THE TASK:
Convert the items below into a two-column CSV with the header columns "instruction" and "answer", one row per item. Put each item's text and its answer in a single quoted field, with line breaks replaced by spaces, and omit the pictures.

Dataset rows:

* * * * * * *

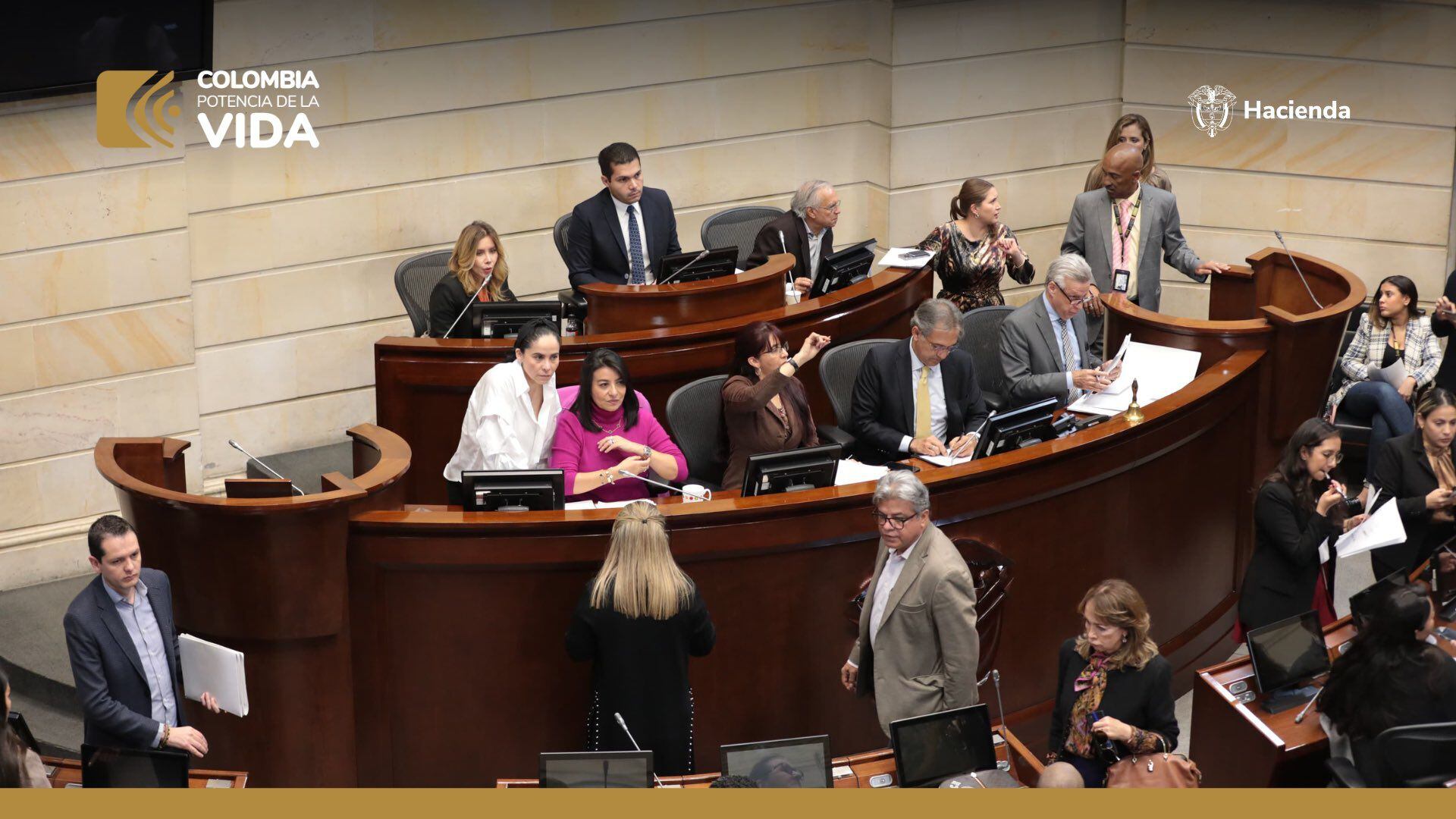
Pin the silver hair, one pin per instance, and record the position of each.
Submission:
(902, 484)
(937, 314)
(804, 199)
(1069, 267)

* * * * * * *

EXERCISE ANSWER:
instruction,answer
"Pin the silver hair, one pin per instance, and record the position of each. Submission:","(902, 484) (937, 314) (804, 199) (1069, 267)"